▶ **WORK ITEM A**
In the blog post below, which building had a movable wall between the men's and women's bathrooms?
▶ **WORK ITEM B**
Decide whether each statement agrees with the blog post below, and for each answer yes or no, quoting the words that settle it: (i) The writer guesses that 95% of the bottles on a spirits shelf have English labels. (ii) The writer has seen the movable bathroom wall used in several other buildings. (iii) The dad from Barbados chose a New Zealand t-shirt after finding Portugal t-shirts lacking in quality.

(I'm the one next to the old guy)

Friday, August 8, 2025

A couple of observations

 Let’s get the contentious one out of the way first:

Have you ever noticed that, whatever bar or restaurant you sit in, and no matter what country you’re in, there is usually a spirits shelf, right?

I would guess that 95% of those bottles have their label in English. 

Is that an indictment of the colonialist leanings of the English-speaking overlords repressing the locals with alcohol addiction?

Or is it the entrepreneurial locals who know that the dimwitted westerners will make them rich as they get legless on overpriced spirits they think they recognize?


Now here’s the second one:

This is an observation from a lifetime of waiting for the better half to queue for the bathroom in a public space.

So, after years of study, my informed conclusion is that the only valid reason for gender reassignment surgery is public bathrooms. 

There is always a queue at the women’s. There is never a queue at the men’s. It’s that simple. 


Missed concert starts, dinners out, bus tours. Any time you rely on access to a public bathroom, prepare for the time you spend in that queue to be the hilight of your outing. 


The only place I ever saw that issue addressed from a design perspective, was the pre-earthquake Christchurch Convention Centre. 

In their foyer, there was the entrance to the gents on the left, and ladies on the right. Other than a group of urinals on the boy’s end, the entire width of the building between these two doors, is a row of cubicles. Common sense from a plumbing perspective. A narrow strip running practically the full width. Nothing particularly radical there. 

The clever bit was that the wall between his and hers was movable. It can slide left or right. So let’s say there are 12 cubicles in the row. For some events, there could be 6 cubicles each. For the next, there may be 2 for men and 10 for women. At a bloke-centric event, it could be 3 for her and 9 for him. Genius simplicity. 

But that building is no more, and I have not seen that solution anywhere else. 


So come on over ladies. Have the operation so that you can stand and pee, just like the rest of us. 

In and out, tute de suite. The process is not pretty, but it is functionally expedient. Gives new meaning to ‘standing room only’. 



…just one more thing…

The dad from Barbados was wearing a New Zealand souvenir t-shirt. He told me that he had looked at Portugal t-shirts, but the quality wasn’t there. 

Conclusion?

The Chinese-made New Zealand souvenir t-shirts come from a better quality factory than the Chinese-made Portugal souvenir t-shirts.

▶ **EXTRACTED INFORMATION**

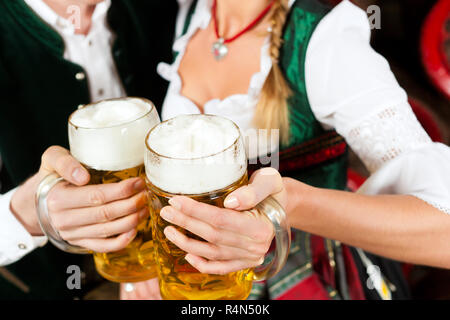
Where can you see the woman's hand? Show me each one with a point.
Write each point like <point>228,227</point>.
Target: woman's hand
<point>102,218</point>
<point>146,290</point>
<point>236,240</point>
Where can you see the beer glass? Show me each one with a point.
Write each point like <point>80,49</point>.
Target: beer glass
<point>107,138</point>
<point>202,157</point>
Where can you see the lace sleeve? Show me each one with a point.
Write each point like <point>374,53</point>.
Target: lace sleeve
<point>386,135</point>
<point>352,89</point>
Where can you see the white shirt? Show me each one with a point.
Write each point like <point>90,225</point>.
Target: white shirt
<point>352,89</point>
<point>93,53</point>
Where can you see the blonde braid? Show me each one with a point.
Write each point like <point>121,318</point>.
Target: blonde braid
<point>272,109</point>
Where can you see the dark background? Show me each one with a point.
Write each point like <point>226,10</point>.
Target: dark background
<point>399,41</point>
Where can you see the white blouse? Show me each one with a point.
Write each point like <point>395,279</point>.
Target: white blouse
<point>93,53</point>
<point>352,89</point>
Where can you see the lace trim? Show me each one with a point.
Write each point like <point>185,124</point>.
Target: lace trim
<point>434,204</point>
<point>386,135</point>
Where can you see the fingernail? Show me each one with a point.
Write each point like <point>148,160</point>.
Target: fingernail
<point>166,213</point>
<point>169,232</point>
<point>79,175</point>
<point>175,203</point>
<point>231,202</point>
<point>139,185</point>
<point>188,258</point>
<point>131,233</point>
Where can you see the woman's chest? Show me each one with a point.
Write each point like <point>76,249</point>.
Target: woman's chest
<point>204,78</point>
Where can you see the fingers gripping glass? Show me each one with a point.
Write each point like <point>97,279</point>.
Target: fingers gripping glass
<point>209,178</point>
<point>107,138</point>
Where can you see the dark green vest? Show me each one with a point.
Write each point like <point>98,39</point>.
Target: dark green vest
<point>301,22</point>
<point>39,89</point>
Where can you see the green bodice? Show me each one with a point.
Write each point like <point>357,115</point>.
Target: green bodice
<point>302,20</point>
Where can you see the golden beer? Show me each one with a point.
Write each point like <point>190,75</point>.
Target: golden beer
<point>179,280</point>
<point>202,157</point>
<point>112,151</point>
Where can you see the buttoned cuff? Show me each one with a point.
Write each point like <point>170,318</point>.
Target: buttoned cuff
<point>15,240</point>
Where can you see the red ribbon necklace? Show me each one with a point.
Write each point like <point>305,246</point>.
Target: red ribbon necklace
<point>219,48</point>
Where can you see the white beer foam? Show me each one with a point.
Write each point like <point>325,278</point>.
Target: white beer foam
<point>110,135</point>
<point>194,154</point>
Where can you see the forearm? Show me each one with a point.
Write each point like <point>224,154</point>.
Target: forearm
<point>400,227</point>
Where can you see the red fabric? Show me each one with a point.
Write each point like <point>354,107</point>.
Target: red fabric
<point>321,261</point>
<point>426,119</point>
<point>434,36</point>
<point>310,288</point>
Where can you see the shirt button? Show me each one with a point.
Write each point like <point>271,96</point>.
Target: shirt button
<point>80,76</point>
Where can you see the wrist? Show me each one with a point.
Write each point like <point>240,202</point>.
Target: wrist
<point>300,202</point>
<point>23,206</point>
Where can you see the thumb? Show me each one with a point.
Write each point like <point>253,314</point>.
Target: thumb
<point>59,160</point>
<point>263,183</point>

▶ **WRITTEN ANSWER A**
The pre-earthquake Christchurch Convention Centre.

▶ **WRITTEN ANSWER B**
(i) Yes: "I would guess that 95% of those bottles have their label in English."
(ii) No: "I have not seen that solution anywhere else."
(iii) Yes: "He told me that he had looked at Portugal t-shirts, but the quality wasn’t there."